▸ Work to complete
In full and without alteration, print the entries that follow.

Content starts

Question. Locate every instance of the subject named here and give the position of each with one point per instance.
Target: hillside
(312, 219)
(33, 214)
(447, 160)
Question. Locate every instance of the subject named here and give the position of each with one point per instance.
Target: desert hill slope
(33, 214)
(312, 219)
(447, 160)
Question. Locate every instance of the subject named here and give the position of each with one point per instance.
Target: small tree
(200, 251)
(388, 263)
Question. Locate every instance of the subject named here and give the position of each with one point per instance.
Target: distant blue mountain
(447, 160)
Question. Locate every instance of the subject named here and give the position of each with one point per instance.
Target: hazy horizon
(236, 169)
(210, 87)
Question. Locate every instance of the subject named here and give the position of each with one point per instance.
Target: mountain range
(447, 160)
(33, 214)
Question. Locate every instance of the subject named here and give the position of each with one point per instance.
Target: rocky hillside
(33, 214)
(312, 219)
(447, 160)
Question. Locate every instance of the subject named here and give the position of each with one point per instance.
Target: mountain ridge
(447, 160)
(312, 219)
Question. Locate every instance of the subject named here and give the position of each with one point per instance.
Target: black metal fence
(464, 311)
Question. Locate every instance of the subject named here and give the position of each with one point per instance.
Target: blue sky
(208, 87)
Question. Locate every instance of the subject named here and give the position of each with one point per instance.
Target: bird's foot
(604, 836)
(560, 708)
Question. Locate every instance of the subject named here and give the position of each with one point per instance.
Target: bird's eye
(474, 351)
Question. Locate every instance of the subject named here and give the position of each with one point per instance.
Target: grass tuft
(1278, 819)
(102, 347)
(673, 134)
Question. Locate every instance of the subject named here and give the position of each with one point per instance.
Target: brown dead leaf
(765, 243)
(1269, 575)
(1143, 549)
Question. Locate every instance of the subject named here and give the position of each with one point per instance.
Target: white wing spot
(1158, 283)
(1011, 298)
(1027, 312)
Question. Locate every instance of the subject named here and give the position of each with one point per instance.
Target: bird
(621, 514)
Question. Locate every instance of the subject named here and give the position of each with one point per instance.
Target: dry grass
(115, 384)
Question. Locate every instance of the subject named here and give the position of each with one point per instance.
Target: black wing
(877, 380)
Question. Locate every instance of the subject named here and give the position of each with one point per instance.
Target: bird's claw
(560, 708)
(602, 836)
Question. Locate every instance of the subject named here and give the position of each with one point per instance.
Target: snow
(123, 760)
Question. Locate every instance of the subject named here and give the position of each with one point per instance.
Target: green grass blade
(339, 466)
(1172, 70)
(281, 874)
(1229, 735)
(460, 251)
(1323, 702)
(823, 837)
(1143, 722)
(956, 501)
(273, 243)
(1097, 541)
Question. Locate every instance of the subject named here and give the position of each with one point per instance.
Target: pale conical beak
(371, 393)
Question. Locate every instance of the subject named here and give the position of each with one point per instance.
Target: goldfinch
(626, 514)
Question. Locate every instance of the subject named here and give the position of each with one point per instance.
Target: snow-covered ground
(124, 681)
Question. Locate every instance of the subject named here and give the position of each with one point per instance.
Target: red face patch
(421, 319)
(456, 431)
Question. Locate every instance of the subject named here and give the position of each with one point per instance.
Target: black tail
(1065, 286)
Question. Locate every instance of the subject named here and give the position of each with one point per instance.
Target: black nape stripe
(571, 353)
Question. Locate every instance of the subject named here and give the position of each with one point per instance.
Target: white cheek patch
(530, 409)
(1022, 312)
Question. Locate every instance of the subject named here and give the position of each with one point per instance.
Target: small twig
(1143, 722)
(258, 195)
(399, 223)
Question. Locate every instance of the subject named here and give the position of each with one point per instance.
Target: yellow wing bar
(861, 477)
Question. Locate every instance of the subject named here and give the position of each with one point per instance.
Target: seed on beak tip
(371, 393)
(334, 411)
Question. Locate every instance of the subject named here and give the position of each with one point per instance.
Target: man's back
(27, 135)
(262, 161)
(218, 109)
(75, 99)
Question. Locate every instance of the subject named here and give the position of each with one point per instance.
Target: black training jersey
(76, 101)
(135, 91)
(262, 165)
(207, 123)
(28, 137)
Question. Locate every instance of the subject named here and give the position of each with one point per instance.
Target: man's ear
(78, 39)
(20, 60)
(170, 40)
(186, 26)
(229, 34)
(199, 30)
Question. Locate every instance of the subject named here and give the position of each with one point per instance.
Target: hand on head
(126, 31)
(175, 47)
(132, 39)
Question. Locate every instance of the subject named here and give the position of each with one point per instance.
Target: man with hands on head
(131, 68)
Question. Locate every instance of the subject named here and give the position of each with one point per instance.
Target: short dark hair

Content ends

▸ Answer space
Question. Locate every instance of the subject named here and give the position of each with one point per instance.
Target: hillside
(312, 219)
(33, 214)
(447, 160)
Question. Locate every instance of the subject named here and give the position of each with one point per instance.
Target: desert hill slope
(33, 214)
(312, 219)
(447, 160)
Question. Locate every instance of the subject named here and give the position of each with one point per instance.
Target: small tree
(200, 251)
(388, 263)
Question. Locate every instance of the subject named here and give the position of each with one point per instance.
Target: distant blue mountain
(447, 160)
Question. Locate every instance of the subject named here and give the position of each with one point per instance.
Target: hazy horizon
(236, 169)
(210, 87)
Question. Locate every instance of the subject named here and give the position of each with one point per instance.
Target: mountain range
(447, 160)
(33, 214)
Question. Locate every instance of the subject named here and give the position of each with one point per instance.
Target: rocky hillside
(33, 214)
(312, 219)
(447, 160)
Question. Locate every instance of the subject named here and give the position of each with one point per instance.
Target: mountain ridge
(447, 160)
(312, 219)
Question. Locate every instance of the subject named here and give the position of each with one point per instance.
Target: black metal fence
(464, 311)
Question. Locate every instance of the subject named here and give the position of each with one point per instance.
Target: blue sky
(208, 87)
Question. Locate every instance of the subject named here and give the position of each with one point per instance.
Target: bird's foot
(604, 836)
(560, 708)
Question. Locate every instance of the subject named here and give the position of each with one point per instance.
Target: bird's eye
(474, 351)
Question. Locate every instance of the subject named here and give the position of each with one point per instance.
Target: grass tuft
(1278, 819)
(102, 347)
(673, 134)
Question. Locate every instance of the subject named here and give the position of each with one point per instance.
Target: brown dead leaf
(765, 243)
(1269, 575)
(1143, 549)
Question. Locate every instance of the subject named here and give the position of each with one point per instance.
Target: white wing spot
(1158, 283)
(1011, 298)
(1027, 312)
Question. Locate every instance of the subject named here and give the position of each with one point per instance.
Target: bird
(621, 514)
Question. Locate every instance of the subject named here and give the position of each with one point per instance.
Target: dry grass
(115, 384)
Question. Locate every instance of the subject named here and give the position of each with one point per instance.
Target: black wing
(877, 380)
Question. Locate every instance of the subject named here and give the position of each with one point per instance.
Target: bird's claw
(560, 708)
(602, 836)
Question. Locate every instance of the subject named here and give the position of each with one point per instance.
Target: snow
(123, 760)
Question. Locate every instance of the subject named here and give the position of each with one point per instance.
Target: green grass blade
(339, 466)
(1172, 70)
(281, 874)
(1229, 735)
(460, 251)
(1323, 702)
(823, 837)
(1143, 722)
(956, 501)
(273, 243)
(1097, 541)
Question. Locate every instance of the subject named here and give the position of each with one point per instance.
Target: pale conical beak
(371, 393)
Question. Locate every instance of the subject named here and give the position of each with one point per instance.
Target: goldfinch
(626, 514)
Question. Locate every instance of the subject named here and give the position of each with one point per instance.
Target: snow-covered ground
(124, 681)
Question. Locate every instance of the subject named here and give the position of each with one point per instance.
Target: red face patch
(421, 319)
(456, 431)
Question. Locate every instance of the subject named here and give the position of each with one point per instance.
Target: black tail
(1065, 286)
Question. Locate every instance of the subject named here and give the position of each with one point per instance.
Target: black nape stripe
(571, 353)
Question. Locate every instance of the subject named here and give the position of each with one point per instance.
Target: white cheek patch
(530, 409)
(1022, 312)
Question. Locate every instance of the subject named here and give the position of each with one point per instance.
Target: small twig
(1143, 722)
(258, 195)
(399, 223)
Question. Locate every instance of the subject named here and give the position of each with one point per instance.
Target: yellow wing bar
(861, 477)
Question. Locate every instance of the subject named here and give the position of each with one point per instance.
Target: seed on beak tip
(371, 393)
(334, 411)
Question. Locate every instance of the subject named here and give the position of each with one point per instance.
Target: man's back
(27, 135)
(262, 161)
(218, 109)
(75, 99)
Question. Locate every instance of the subject named here and give the position of each with one point per instance.
Target: black training jersey
(76, 101)
(135, 91)
(262, 165)
(207, 123)
(28, 137)
Question. Locate every instance of the subject named here and give the position of each with one point per instance.
Target: man's ear
(78, 39)
(20, 60)
(170, 40)
(186, 26)
(229, 34)
(199, 30)
Question. Locate every instance of the subject named here and give the position of each with one point per instance.
Target: hand on head
(126, 31)
(175, 47)
(132, 39)
Question. Locate every instance of the subject named here and give the position of each with one point per instance.
Target: man with hands on head
(131, 68)
Question. Locate every instance of the subject named here and give the position of each with one point per instance.
Target: short dark hair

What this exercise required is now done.